**Extracted entries**
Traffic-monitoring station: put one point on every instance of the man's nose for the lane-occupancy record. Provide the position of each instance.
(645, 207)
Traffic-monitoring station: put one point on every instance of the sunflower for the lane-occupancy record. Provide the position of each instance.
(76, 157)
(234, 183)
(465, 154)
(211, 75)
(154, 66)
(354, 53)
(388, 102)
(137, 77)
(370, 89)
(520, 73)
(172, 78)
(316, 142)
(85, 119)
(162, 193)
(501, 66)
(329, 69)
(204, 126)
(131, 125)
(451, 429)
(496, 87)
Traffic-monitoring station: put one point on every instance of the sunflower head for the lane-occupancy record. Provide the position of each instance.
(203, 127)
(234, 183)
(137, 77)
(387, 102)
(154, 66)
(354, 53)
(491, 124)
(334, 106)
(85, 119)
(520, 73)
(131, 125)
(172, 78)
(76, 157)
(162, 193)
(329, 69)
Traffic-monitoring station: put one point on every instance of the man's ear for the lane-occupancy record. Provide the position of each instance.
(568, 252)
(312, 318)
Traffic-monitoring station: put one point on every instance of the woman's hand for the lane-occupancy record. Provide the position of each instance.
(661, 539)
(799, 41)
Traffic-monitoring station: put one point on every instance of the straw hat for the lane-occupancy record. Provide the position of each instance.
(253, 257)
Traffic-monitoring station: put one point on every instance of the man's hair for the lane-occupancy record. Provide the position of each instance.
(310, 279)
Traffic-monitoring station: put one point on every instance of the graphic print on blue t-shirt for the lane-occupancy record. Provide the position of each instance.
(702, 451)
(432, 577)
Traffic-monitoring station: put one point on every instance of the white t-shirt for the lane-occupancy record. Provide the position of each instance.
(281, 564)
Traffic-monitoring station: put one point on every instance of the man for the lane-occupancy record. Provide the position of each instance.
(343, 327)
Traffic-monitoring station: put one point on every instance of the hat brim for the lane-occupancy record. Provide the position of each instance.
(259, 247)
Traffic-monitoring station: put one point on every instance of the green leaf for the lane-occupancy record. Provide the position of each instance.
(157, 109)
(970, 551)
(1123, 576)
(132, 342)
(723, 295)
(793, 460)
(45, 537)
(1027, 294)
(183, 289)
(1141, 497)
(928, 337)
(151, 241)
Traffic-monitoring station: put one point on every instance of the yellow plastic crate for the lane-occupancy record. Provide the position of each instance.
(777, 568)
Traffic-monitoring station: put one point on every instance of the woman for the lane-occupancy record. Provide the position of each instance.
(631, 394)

==

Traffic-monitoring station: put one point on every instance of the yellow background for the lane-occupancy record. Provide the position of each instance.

==

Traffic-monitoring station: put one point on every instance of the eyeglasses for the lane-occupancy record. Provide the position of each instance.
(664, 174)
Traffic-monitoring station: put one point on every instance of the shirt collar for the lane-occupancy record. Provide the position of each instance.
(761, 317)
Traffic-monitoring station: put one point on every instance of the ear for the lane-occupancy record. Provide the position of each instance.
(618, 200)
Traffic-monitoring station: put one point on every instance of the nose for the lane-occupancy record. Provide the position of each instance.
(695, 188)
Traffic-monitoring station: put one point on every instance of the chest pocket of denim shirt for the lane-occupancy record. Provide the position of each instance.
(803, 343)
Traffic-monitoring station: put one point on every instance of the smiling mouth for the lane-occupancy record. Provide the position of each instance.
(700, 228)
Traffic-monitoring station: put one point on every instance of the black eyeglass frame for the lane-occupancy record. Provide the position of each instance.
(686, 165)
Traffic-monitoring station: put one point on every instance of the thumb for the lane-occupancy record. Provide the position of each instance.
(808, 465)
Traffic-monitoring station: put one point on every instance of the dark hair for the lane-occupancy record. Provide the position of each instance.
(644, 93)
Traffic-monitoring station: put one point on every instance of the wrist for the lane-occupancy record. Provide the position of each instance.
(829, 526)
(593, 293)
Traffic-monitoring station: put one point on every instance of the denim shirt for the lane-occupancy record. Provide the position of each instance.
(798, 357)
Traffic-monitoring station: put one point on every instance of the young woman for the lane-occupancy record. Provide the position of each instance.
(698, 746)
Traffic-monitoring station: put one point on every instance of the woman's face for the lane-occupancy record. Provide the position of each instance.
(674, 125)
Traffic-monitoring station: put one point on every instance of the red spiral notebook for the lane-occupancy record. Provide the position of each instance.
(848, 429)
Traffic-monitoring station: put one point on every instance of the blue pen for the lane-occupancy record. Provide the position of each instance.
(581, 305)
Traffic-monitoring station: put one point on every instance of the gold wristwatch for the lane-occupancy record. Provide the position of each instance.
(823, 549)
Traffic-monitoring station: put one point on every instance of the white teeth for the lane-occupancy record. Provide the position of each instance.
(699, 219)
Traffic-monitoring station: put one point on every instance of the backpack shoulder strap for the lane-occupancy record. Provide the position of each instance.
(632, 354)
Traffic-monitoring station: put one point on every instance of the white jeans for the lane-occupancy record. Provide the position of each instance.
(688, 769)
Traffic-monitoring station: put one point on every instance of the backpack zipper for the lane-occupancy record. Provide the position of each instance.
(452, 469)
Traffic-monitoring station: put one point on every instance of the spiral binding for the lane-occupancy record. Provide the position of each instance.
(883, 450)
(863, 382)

**Exercise description**
List every line of the items above that contains the string "denim". Matching is case-sensitive.

**Response**
Traffic-monitoring station: put one point on every instance of the chest pocket of denim shirt for the lane-occupancy record. Provide the position of each instance.
Traffic-monitoring station: put one point on every instance of the denim shirt for the lane-occupancy record. Provide the position of each instance.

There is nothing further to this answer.